* [TRECHO DO TEXTO]:
A máquina eleitoral do PT se voltou então contra Neves. Este teve de se esforçar em todos os debates televisivos (dos quais saía com frequência vitorioso, devido a sua maior facilidade dialética do que a de Rousseff) em convencer o eleitorado de que não ia fazer cortes sociais e atacava Rousseff em seu flanco mais frágil: a má situação da economia brasileira. A presidenta replicava que pela primeira vez na história do país os organismos oficiais internacionais reconheciam que o Brasil tinha deixado de ser considerado um país em que se passa fome.

As pesquisas mostravam empate técnico entre os contendores. E os especialistas alertavam que o país corria o risco de fraturar-se, geográfica e ideologicamente: os estados do Norte e do Nordeste, mais pobres e atrasados, mais dependentes das ajudas estatais e dos programas de subvenções, votariam em Rousseff. Os estados do Sudeste, como São Paulo, mais populosos e adiantados, o fariam em Neves.

No geral, foi assim. No próprio dia de seu triunfo, Rousseff garantiu que trataria de reduzir a brecha e que tentaria ser melhor presidenta do que nos quatro anos anteriores. Neves cresceu como líder da oposição e se entrincheirou no Senado, esperando uma nova oportunidade.

* [REGISTROS FORNECIDOS]:
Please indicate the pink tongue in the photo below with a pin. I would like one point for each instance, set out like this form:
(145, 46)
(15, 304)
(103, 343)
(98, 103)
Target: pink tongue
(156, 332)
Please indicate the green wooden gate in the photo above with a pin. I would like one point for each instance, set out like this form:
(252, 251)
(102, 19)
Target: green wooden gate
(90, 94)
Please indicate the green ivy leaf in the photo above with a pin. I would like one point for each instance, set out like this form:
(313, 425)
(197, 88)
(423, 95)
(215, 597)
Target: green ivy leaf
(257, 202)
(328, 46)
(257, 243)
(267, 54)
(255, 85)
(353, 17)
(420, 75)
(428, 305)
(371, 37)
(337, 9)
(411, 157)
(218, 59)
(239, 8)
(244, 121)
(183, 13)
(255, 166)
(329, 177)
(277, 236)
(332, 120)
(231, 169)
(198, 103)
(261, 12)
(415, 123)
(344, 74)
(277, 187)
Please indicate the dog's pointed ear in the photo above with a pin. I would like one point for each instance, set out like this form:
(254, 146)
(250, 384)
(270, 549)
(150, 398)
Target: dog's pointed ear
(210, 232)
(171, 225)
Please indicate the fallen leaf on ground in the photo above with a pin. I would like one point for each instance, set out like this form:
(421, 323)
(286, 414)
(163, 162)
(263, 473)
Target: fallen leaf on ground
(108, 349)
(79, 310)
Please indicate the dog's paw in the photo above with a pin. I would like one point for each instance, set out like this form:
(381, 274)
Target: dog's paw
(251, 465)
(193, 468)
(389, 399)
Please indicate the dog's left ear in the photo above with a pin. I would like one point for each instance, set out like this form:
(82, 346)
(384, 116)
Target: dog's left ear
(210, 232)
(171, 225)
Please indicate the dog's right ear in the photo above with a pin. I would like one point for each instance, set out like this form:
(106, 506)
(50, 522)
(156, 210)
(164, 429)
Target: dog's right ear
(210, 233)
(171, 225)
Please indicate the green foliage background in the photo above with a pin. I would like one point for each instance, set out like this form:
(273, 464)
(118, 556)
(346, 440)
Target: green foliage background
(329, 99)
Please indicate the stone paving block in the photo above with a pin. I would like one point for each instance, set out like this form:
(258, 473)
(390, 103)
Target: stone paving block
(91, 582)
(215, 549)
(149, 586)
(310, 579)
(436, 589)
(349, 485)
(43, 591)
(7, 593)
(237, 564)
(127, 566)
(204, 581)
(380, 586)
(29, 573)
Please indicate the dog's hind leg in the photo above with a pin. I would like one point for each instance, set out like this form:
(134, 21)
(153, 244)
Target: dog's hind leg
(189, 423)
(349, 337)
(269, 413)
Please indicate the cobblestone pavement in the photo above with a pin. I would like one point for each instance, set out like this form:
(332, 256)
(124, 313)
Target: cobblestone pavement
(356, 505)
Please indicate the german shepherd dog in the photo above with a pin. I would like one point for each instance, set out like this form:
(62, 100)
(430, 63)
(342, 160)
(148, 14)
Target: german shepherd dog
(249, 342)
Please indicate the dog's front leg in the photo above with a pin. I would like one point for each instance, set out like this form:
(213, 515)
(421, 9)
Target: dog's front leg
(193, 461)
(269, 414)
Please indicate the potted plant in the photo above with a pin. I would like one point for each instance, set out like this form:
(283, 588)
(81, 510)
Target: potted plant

* [EXERCÍCIO BREVE 1]: Reproduza fielmente, do texto sobre a eleição, o trecho que vai de "No geral, foi" até "uma nova oportunidade.".
* [EXERCÍCIO BREVE 2]:
Responda com base no texto sobre a eleição:
(a) Qual era o flanco mais frágil de Rousseff, atacado por Neves?
(b) Em quem votariam os estados do Norte e do Nordeste, segundo os especialistas?
(c) Onde Neves se entrincheirou depois da eleição?
Os registros não têm qualquer relevância para esta atividade.

* [RESPOSTA COMPLETA 1]:
No geral, foi assim. No próprio dia de seu triunfo, Rousseff garantiu que trataria de reduzir a brecha e que tentaria ser melhor presidenta do que nos quatro anos anteriores. Neves cresceu como líder da oposição e se entrincheirou no Senado, esperando uma nova oportunidade.

* [RESPOSTA COMPLETA 2]:
(a) A má situação da economia brasileira.
(b) Em Rousseff.
(c) No Senado.